Published 08/03/2017, 12:42 AM
Updated 08/03/2017, 12:42 AM
© Reuters.  Crude down in Asia

Investing.com - Crude oil benchmarks drifted weaker in Asia on Thursday, shrugging of some demand signals from the U.S. overnight and waiting for more on rig count figures by Baker Hughes and OPEC compliance with output cuts.

On the New York Mercantile Exchange crude futures for September delivery fell 0.36% to $49.41 a barrel, while on London's Intercontinental Exchange, Brent dropped 0.40% to $52.15 a barrel.

The rig count figures are a proxy for U.S. shale oil output - with both the number of rigs drilling and output gaining steadily in the past year as prices hove around $50 a barrel.

Overnight, crude futures settled higher on Wednesday, as investors cheered data showing supplies of U.S. crude fell for the fifth-straight week while refinery activity continued to grow.

Crude prices recovered from a 2% plunge sustained the prior session, after a report from the Energy Information Administration (EIA) showed crude and gasoline stockpiles fell last week, pointing to an uptick in demand for crude and refinery activity.
####################
> **WHAT THE TASK REQUIRES**
Revise the crude oil report, everything from "The rig count" down to "and refinery activity.", so that "refinery throughput" takes the place of "refinery activity". The lines after this point come from a separate source.

> **RECORDED DATA**
####################
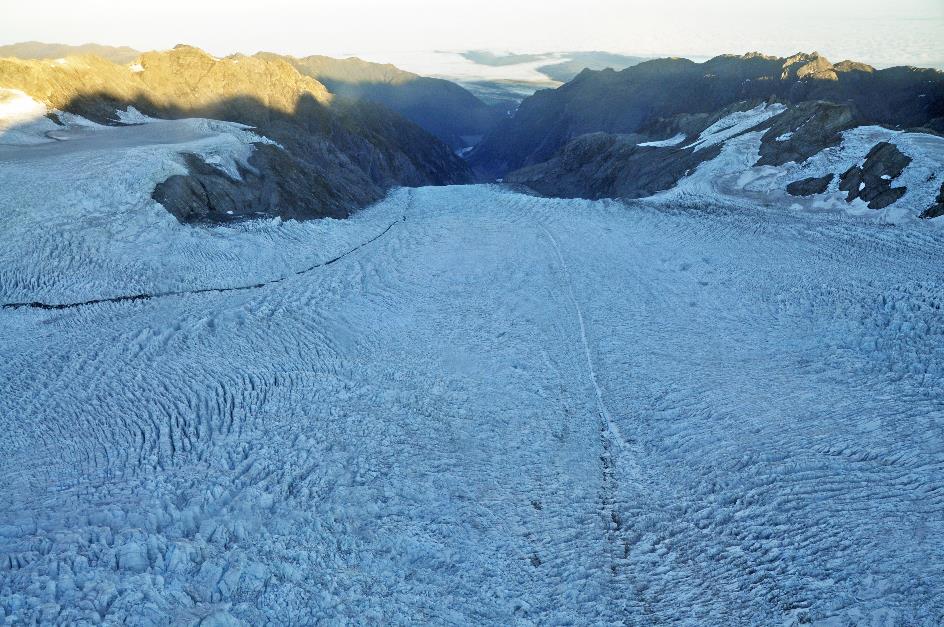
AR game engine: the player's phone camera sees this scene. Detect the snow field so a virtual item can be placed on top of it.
[0,184,944,625]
####################
> **RESPONSE BELOW**
The rig count figures are a proxy for U.S. shale oil output - with both the number of rigs drilling and output gaining steadily in the past year as prices hove around $50 a barrel.

Overnight, crude futures settled higher on Wednesday, as investors cheered data showing supplies of U.S. crude fell for the fifth-straight week while refinery throughput continued to grow.

Crude prices recovered from a 2% plunge sustained the prior session, after a report from the Energy Information Administration (EIA) showed crude and gasoline stockpiles fell last week, pointing to an uptick in demand for crude and refinery throughput.